Page excerpt ::
---

Why see it? Sammo Hung films, whether he’s starring, choreographing the fights, or directing, are always worth watching. His first time doing all three delivers an occasionally funny action/comedy that turns ugly super fast. Hung is great, and the fights, particularly the end one, are as well-crafted as you expect, but the humor isn’t all that successful — especially once the tone is slammed with a rape scene that feels out of nowhere gratuitous. Fans will enjoy the release, though, as Arrow does their usual fine job with the presentation and extras.
[Extras: New 2K restoration, commentary, interviews]
Red Dragon [4K UHD, KL Studio Classics]
What is it? An ex-FBI agent seeks help from a criminal mastermind to catch a new threat.

---

Saved entries:
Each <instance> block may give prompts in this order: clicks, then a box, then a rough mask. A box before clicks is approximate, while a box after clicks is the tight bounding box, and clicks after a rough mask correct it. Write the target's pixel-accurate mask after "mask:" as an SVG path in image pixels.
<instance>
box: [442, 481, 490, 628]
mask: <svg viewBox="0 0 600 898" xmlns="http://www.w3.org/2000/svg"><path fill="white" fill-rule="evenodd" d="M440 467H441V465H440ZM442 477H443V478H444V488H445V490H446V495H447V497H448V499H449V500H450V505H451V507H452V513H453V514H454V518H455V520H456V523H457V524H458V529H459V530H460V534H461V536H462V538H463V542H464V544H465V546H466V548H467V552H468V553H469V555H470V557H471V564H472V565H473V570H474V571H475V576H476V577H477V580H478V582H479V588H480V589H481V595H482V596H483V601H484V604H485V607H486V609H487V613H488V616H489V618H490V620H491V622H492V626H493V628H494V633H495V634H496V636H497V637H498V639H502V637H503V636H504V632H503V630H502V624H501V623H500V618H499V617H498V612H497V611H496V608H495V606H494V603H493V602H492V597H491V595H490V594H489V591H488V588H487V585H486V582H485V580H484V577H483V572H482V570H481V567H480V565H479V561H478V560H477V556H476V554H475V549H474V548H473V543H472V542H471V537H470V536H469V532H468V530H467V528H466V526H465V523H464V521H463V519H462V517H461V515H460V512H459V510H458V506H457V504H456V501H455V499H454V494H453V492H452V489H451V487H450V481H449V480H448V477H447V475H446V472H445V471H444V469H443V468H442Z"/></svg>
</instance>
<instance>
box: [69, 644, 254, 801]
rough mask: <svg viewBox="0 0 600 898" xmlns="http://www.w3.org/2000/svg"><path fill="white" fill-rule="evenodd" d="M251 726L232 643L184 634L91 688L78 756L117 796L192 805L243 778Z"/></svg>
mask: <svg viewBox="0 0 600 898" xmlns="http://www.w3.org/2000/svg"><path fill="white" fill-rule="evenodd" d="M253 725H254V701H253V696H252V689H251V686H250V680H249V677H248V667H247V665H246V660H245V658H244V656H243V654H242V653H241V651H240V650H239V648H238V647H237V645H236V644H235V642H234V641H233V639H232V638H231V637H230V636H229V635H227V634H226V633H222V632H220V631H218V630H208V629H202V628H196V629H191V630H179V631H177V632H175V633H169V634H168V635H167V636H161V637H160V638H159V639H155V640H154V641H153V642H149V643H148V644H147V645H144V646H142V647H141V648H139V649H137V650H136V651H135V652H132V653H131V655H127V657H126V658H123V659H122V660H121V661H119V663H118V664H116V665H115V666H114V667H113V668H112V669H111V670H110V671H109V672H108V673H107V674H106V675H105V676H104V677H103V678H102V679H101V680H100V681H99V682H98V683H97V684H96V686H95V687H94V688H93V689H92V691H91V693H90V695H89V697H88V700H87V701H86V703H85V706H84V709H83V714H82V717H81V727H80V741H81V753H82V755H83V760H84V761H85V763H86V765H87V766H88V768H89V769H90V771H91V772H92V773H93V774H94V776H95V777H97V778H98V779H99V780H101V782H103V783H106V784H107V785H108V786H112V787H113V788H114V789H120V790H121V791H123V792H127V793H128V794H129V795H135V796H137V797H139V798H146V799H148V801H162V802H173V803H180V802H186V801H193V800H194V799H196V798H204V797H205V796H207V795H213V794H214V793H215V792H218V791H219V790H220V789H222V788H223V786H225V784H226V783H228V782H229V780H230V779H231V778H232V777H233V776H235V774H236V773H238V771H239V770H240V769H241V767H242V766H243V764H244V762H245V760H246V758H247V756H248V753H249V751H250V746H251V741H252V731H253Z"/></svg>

---

Exercise set ::
**a)** Summarize the film review excerpt in two sentences.
**b)** Retype the part of the film review excerpt starting at "Why see it?" and ending at "presentation and extras.".

Response list ::
**a)** Sammo Hung's first film as star, fight choreographer, and director is an occasionally funny action/comedy with well-crafted fights, but its humor mostly falls flat and a gratuitous rape scene abruptly turns the tone ugly. Arrow's release adds a new 2K restoration, commentary, and interviews, and the excerpt then introduces the 4K UHD Red Dragon, in which an ex-FBI agent seeks help from a criminal mastermind to catch a new threat.

**b)**
Why see it? Sammo Hung films, whether he’s starring, choreographing the fights, or directing, are always worth watching. His first time doing all three delivers an occasionally funny action/comedy that turns ugly super fast. Hung is great, and the fights, particularly the end one, are as well-crafted as you expect, but the humor isn’t all that successful — especially once the tone is slammed with a rape scene that feels out of nowhere gratuitous. Fans will enjoy the release, though, as Arrow does their usual fine job with the presentation and extras.